Turn the rows below into a numbered list, omitting any blank lines.

==================================================

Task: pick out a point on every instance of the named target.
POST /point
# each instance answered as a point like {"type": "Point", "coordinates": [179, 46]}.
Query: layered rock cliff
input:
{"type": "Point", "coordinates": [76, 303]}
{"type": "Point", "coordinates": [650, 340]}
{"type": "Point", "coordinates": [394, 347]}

==================================================

◆ TASK SOLUTION ◆
1. Task: pick out a point on every instance of the named target.
2. POST /point
3. # each instance answered as a point like {"type": "Point", "coordinates": [179, 46]}.
4. Query: layered rock cliff
5. input:
6. {"type": "Point", "coordinates": [76, 303]}
7. {"type": "Point", "coordinates": [650, 340]}
8. {"type": "Point", "coordinates": [394, 347]}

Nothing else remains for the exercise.